### Exercise prompt
Write out exactly the line containing "Objective — a point for each instance of the parked" along with each line that follows it in the records below, and no others.

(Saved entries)
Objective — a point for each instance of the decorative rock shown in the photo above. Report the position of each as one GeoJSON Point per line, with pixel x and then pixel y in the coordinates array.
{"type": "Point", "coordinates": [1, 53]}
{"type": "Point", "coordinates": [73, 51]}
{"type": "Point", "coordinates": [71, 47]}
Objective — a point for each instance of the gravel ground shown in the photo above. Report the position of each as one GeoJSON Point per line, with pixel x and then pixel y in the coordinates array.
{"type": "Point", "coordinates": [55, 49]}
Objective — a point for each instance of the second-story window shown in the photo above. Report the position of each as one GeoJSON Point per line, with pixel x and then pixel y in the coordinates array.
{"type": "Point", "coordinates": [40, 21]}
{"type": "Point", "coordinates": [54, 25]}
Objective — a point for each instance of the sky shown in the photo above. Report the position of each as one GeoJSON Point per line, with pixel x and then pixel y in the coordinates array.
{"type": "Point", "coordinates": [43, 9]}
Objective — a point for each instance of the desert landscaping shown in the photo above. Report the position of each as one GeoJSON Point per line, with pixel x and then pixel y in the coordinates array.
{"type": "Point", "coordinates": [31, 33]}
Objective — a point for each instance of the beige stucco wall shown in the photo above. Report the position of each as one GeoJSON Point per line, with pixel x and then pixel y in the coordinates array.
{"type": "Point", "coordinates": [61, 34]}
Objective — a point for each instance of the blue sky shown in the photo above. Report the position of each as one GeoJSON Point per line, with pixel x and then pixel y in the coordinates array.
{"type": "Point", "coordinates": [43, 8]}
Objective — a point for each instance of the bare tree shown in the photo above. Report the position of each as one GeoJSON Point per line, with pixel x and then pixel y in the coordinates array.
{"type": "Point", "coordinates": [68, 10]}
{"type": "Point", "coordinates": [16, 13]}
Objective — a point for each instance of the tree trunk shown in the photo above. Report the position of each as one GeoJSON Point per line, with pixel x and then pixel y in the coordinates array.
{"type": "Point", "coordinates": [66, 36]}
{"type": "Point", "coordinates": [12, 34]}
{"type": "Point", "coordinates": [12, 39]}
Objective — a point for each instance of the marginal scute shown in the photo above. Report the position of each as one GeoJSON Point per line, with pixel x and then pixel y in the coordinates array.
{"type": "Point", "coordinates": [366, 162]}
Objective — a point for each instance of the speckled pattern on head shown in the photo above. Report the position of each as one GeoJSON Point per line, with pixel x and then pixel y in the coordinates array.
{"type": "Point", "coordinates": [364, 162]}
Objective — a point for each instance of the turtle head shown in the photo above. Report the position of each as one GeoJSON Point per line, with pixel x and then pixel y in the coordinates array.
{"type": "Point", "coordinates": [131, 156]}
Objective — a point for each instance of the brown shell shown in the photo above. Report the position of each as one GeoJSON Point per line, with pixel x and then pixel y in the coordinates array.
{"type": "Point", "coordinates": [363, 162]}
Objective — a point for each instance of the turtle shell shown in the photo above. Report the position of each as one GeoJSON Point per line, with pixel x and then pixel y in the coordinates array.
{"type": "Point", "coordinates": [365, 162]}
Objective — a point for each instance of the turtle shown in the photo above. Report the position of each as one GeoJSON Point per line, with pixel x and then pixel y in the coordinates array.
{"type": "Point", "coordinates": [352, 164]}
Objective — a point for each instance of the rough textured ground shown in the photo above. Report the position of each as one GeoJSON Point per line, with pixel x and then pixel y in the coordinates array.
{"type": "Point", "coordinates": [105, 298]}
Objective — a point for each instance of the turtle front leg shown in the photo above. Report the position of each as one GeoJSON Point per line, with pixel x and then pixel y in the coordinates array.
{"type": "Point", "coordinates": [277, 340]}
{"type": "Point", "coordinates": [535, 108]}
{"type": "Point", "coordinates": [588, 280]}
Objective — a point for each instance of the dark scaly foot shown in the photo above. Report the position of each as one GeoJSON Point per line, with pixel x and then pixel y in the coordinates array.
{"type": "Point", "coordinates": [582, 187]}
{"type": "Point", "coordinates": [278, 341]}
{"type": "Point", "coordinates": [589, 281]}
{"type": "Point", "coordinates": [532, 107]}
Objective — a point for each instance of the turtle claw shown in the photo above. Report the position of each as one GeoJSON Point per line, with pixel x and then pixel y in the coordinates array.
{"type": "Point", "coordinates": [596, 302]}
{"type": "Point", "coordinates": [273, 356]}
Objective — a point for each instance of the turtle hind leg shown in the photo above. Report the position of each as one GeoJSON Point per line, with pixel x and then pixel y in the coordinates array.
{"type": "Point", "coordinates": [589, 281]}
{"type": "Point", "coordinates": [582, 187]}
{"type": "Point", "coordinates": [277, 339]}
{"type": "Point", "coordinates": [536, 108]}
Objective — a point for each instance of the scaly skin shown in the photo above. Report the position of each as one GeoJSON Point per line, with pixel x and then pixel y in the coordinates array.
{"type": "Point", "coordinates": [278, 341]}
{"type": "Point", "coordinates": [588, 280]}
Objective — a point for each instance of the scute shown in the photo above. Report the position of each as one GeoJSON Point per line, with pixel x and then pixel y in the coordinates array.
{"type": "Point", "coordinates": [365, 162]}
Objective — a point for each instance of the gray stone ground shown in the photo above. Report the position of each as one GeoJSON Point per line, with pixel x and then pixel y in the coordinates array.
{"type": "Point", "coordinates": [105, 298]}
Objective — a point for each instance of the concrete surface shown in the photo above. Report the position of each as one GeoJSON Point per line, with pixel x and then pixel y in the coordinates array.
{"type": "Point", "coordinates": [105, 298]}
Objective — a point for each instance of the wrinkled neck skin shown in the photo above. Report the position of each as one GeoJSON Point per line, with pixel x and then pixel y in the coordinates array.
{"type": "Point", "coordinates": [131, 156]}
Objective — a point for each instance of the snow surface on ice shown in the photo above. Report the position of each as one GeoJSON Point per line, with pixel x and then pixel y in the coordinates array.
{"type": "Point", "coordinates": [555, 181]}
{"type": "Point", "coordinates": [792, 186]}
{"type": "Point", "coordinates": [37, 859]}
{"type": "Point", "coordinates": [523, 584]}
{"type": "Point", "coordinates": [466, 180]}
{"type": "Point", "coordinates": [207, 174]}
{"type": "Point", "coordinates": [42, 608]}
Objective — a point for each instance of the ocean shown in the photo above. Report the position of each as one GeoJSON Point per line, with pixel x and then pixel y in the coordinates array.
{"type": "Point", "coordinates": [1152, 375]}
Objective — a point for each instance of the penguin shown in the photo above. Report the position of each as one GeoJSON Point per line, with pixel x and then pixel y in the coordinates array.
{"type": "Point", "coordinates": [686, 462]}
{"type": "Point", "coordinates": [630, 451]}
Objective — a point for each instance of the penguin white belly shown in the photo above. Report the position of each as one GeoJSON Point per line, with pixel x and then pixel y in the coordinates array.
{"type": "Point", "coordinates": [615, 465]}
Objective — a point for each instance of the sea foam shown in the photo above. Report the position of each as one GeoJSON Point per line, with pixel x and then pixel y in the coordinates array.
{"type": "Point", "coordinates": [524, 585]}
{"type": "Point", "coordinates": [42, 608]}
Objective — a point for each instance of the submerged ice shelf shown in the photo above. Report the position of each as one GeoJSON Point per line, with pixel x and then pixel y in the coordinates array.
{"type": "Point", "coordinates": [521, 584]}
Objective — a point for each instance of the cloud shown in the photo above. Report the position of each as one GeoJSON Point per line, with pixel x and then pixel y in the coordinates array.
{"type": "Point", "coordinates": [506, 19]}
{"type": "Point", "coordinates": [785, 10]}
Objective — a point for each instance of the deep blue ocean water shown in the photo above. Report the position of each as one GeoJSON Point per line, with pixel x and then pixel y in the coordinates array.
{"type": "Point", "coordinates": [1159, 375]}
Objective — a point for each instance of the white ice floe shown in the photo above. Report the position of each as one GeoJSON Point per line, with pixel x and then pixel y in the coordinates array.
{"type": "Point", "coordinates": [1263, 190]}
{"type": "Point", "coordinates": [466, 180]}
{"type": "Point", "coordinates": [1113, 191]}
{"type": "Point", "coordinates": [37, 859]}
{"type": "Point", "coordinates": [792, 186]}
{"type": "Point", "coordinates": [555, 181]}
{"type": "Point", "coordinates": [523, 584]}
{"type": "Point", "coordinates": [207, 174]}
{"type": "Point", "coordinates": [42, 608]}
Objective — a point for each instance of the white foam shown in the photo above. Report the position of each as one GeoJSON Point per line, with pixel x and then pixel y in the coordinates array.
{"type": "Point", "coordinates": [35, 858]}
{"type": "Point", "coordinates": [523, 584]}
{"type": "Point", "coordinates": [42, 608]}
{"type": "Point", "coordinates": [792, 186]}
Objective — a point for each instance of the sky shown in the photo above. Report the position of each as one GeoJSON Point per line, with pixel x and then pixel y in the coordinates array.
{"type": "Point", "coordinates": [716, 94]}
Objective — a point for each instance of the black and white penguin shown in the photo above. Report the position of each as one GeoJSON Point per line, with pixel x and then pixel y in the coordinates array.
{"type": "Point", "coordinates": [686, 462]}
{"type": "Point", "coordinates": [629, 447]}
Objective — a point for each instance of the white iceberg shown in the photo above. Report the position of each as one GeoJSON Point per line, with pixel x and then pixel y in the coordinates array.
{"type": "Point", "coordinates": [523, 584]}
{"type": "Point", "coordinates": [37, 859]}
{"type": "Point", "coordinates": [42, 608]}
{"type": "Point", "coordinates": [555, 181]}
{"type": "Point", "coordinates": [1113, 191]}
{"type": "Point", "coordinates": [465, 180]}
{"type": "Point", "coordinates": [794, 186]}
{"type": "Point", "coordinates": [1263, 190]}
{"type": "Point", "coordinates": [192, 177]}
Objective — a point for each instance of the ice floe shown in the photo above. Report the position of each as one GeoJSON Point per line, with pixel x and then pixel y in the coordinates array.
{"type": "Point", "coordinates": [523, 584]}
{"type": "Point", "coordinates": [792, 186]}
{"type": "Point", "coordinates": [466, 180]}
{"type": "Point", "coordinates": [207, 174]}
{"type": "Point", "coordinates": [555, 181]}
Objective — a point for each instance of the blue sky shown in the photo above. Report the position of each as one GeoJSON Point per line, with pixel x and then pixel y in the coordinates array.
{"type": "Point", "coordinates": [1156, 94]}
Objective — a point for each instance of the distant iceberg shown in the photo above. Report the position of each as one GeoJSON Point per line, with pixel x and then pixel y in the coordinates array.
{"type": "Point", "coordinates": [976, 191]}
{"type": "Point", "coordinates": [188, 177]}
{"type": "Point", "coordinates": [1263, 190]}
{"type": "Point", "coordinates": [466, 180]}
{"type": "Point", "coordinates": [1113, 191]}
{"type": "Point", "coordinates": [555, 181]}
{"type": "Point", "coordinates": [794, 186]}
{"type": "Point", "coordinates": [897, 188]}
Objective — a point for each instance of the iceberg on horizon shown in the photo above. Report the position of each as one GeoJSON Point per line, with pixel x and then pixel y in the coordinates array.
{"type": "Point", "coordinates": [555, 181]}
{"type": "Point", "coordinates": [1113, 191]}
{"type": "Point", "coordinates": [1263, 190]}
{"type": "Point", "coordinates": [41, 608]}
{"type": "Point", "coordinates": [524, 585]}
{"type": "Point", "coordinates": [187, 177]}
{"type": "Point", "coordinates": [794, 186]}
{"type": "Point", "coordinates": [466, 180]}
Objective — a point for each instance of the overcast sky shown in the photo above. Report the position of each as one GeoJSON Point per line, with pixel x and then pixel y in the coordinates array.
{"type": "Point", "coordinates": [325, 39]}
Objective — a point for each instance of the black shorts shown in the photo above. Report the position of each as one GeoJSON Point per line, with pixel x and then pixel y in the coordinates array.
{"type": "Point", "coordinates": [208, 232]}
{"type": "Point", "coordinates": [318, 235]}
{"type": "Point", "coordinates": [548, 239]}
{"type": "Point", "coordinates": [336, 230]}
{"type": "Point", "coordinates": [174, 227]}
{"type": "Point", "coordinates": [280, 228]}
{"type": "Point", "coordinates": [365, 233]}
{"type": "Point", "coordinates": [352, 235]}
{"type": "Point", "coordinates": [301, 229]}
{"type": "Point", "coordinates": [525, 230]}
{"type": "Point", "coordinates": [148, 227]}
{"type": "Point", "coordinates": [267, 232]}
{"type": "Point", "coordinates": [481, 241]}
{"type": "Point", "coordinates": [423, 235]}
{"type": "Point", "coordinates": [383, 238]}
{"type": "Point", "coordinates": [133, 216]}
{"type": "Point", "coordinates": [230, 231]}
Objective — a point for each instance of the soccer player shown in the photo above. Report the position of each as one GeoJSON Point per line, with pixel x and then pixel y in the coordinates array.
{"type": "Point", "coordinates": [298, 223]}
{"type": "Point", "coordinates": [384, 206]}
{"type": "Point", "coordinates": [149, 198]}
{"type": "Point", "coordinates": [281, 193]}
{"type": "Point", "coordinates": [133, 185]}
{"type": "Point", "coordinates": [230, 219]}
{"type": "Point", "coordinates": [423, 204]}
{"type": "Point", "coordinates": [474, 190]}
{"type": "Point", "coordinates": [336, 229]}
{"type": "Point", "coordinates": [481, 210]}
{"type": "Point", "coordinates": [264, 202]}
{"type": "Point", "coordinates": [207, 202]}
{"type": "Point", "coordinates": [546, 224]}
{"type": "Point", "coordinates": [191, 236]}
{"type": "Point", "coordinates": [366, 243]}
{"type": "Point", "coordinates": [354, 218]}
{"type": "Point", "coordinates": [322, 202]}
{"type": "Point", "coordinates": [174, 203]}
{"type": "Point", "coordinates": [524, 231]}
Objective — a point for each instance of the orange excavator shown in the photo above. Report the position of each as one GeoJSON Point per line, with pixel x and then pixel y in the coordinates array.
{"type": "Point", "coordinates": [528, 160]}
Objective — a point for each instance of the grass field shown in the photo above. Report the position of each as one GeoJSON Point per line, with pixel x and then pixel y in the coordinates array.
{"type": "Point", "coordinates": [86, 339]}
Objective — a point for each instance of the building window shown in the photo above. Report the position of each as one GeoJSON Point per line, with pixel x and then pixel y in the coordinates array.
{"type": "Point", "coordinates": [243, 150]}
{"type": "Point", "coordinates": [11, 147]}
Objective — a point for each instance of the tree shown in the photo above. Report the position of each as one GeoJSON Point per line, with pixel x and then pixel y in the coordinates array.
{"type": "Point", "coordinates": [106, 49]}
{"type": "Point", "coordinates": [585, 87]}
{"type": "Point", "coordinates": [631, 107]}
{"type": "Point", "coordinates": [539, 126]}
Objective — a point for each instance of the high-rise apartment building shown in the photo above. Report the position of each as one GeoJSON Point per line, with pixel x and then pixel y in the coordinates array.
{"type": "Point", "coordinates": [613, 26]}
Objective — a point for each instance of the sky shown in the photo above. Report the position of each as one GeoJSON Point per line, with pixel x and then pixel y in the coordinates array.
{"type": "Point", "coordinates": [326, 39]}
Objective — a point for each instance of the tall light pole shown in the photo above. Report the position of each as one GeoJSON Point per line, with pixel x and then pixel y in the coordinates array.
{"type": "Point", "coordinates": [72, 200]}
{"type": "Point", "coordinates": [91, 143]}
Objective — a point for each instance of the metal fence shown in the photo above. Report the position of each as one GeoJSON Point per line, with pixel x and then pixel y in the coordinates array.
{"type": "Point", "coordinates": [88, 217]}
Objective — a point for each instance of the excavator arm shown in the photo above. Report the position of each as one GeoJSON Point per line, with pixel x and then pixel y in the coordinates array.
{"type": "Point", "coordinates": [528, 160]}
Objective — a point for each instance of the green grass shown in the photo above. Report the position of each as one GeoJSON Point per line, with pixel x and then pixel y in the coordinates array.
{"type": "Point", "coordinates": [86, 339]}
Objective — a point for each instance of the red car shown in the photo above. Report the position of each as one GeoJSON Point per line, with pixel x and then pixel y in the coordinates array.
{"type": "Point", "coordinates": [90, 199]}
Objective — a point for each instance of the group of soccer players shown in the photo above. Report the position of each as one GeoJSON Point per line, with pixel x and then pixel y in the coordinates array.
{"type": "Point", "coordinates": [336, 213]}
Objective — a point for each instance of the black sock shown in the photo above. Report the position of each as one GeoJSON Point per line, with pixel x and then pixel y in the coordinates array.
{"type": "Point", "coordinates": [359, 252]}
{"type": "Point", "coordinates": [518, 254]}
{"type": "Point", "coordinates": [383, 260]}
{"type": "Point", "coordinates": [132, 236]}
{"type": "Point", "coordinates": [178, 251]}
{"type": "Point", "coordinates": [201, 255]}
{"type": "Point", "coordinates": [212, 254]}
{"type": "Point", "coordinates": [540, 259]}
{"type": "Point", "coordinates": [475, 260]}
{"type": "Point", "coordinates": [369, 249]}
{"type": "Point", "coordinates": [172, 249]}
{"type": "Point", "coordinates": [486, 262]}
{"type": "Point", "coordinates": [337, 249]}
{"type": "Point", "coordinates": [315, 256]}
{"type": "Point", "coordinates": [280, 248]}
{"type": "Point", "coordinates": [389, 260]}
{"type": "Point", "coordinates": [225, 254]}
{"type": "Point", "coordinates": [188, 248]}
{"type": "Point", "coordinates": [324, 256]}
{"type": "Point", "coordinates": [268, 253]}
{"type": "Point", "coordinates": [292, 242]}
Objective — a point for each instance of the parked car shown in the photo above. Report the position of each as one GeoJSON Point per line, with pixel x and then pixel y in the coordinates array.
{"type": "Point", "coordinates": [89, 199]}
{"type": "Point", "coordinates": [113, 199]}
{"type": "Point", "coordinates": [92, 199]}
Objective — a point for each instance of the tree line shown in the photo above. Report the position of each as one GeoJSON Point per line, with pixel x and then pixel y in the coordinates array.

### Exercise output
Objective — a point for each instance of the parked car shown in the photo above. Report the position of each as one GeoJSON Point per line, with pixel x and then pixel y in the coordinates array.
{"type": "Point", "coordinates": [89, 199]}
{"type": "Point", "coordinates": [113, 199]}
{"type": "Point", "coordinates": [92, 199]}
Objective — a point for each instance of the tree line shown in the photo above. Report the position of each as one GeoJSON Point per line, with pixel x and then pixel y in the coordinates array.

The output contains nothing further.